Start Dataset

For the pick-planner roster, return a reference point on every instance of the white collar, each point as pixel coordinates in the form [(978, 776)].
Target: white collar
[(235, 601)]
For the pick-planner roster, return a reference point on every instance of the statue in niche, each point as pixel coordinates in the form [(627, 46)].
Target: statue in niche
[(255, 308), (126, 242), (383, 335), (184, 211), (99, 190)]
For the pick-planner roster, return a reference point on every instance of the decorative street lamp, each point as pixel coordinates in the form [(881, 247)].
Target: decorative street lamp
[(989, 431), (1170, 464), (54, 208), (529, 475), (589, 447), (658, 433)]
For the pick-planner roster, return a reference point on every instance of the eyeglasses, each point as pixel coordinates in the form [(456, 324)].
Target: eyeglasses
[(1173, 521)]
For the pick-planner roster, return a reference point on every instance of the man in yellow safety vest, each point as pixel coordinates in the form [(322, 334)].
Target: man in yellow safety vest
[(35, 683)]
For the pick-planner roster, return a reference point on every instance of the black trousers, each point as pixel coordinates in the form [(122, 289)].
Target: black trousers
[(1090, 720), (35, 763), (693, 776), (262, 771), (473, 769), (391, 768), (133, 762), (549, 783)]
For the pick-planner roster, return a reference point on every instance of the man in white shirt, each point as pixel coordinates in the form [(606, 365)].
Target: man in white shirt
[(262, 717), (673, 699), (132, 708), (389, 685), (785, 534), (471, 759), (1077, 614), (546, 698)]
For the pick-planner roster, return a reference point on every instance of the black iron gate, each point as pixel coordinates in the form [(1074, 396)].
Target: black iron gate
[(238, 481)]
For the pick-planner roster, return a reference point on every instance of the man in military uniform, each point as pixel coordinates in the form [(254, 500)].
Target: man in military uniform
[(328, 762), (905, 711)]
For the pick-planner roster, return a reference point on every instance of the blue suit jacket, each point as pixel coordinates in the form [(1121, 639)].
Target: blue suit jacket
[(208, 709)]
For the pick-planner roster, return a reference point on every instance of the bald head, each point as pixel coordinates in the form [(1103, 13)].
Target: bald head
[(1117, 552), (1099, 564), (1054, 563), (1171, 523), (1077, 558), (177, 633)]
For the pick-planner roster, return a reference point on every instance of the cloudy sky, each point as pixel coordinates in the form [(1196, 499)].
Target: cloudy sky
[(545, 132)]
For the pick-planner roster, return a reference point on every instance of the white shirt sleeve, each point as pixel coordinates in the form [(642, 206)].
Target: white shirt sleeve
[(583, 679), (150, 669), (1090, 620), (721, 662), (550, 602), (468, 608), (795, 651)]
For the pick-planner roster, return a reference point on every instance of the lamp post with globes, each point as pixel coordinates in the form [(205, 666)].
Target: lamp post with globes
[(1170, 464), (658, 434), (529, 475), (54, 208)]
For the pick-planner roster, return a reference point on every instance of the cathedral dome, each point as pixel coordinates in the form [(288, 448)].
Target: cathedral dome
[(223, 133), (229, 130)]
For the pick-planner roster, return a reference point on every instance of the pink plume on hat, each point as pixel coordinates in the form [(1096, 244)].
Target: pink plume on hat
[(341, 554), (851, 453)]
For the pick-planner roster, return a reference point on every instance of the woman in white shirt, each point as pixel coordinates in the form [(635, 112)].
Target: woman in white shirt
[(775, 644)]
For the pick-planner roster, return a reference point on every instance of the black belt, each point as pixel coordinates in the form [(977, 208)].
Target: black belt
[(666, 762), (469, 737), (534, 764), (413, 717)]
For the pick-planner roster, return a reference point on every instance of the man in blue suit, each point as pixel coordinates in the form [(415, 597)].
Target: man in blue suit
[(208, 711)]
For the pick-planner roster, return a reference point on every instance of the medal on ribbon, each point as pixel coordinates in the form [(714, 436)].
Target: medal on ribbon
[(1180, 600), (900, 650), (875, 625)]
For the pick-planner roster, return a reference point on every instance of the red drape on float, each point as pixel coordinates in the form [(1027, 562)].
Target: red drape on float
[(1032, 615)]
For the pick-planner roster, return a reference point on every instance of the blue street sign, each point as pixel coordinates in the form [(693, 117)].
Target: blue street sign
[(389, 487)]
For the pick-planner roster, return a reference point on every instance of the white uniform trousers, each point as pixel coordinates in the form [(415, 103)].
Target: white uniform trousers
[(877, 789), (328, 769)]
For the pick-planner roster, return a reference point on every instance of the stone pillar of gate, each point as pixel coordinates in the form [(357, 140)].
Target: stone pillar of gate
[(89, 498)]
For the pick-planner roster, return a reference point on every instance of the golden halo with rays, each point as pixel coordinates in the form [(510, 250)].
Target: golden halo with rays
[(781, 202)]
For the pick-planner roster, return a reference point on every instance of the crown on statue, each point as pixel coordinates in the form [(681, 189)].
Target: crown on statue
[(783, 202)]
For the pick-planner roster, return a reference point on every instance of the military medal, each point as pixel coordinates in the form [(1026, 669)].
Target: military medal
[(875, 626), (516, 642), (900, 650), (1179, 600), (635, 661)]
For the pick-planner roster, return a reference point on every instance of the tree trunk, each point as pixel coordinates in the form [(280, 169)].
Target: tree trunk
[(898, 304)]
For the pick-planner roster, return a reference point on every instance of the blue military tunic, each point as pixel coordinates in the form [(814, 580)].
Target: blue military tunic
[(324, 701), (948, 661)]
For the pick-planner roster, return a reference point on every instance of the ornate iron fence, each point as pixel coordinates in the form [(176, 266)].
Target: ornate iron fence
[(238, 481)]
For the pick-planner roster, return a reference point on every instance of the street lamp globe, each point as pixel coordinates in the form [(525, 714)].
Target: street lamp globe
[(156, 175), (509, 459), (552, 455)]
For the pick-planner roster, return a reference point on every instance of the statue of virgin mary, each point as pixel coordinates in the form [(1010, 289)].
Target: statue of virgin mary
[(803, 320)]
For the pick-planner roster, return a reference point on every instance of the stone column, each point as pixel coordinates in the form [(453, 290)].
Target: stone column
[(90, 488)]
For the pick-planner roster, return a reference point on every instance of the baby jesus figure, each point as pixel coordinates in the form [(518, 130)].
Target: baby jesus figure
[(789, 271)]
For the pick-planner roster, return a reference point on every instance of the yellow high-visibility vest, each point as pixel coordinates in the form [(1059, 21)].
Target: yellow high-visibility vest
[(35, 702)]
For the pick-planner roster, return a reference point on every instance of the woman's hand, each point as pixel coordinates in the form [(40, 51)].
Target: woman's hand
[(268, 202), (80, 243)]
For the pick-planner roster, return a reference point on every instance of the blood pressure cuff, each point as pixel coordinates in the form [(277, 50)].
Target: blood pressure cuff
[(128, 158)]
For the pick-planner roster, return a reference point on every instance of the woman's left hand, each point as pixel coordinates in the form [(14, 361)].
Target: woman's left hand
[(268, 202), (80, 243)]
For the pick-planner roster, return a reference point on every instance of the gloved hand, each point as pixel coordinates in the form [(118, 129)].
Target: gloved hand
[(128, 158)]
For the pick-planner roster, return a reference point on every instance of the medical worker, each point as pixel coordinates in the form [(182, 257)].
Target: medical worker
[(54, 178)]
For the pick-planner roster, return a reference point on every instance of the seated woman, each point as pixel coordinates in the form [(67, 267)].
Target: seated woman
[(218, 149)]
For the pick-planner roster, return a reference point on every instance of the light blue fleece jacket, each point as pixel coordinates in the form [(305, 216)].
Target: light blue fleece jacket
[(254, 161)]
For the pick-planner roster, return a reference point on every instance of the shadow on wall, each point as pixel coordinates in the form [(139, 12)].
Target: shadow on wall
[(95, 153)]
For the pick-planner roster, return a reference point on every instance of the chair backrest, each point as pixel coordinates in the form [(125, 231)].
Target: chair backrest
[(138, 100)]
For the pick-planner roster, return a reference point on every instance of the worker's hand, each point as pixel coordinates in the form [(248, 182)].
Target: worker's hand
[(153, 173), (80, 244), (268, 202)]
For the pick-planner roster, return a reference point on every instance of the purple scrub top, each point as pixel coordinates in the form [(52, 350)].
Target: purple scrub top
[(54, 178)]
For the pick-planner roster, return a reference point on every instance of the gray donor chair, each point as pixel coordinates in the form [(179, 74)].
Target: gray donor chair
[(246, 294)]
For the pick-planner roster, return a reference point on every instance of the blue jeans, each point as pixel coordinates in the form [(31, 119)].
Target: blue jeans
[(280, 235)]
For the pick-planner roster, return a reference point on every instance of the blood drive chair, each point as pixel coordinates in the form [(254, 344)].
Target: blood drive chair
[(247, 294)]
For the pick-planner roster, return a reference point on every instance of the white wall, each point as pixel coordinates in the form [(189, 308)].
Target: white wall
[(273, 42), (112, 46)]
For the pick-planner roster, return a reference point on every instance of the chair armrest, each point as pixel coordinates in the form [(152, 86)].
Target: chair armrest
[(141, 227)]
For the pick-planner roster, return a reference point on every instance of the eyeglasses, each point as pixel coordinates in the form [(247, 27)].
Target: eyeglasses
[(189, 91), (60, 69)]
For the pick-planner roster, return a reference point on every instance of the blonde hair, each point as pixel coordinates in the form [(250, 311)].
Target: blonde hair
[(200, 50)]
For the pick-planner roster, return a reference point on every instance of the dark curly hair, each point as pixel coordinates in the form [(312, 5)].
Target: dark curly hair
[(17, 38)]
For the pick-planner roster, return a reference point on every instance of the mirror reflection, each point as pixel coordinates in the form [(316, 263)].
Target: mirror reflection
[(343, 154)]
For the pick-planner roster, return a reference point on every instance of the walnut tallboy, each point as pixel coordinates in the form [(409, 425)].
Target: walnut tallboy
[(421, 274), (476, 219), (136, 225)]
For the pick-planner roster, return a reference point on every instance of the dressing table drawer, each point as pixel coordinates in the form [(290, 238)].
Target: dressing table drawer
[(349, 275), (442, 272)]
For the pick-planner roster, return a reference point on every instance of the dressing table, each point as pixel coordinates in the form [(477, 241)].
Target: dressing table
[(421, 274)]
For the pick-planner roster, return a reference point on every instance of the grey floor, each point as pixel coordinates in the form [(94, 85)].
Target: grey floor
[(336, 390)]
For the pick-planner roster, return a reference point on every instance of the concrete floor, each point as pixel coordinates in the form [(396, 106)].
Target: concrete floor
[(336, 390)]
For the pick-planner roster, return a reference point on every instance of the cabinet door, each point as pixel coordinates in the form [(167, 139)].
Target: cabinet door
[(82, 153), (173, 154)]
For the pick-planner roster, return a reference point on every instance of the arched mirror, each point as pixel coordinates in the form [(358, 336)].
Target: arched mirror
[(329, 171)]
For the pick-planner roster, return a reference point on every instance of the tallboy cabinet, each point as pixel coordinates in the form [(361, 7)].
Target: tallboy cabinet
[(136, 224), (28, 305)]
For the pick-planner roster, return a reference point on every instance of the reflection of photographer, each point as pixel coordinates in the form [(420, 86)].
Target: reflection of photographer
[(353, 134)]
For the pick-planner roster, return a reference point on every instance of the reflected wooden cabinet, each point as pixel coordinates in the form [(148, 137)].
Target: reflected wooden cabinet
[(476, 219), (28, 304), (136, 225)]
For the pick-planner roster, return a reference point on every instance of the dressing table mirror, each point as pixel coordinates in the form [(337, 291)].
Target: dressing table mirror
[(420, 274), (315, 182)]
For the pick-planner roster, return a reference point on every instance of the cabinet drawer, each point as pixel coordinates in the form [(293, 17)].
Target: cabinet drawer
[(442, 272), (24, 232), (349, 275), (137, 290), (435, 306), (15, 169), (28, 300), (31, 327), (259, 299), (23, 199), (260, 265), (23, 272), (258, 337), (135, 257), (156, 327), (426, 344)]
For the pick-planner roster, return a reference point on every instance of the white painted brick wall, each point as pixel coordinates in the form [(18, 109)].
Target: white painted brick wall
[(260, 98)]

End Dataset

_Given problem_
Reproduce the listing lines verbatim, starting with the line that contains "form [(280, 169)]." and continuing through the line that contains "[(324, 701), (948, 661)]".

_Answer to this exercise_
For the pick-planner roster, return a reference point on every instance of the tree trunk, each point as pixel coordinates in the form [(280, 169)].
Target: tree trunk
[(898, 304)]
For the pick-planner roster, return a reference point on every instance of the blue military tunic, each point as pixel coordinates in the form [(814, 580)].
Target: blue military tunic
[(324, 701), (948, 661)]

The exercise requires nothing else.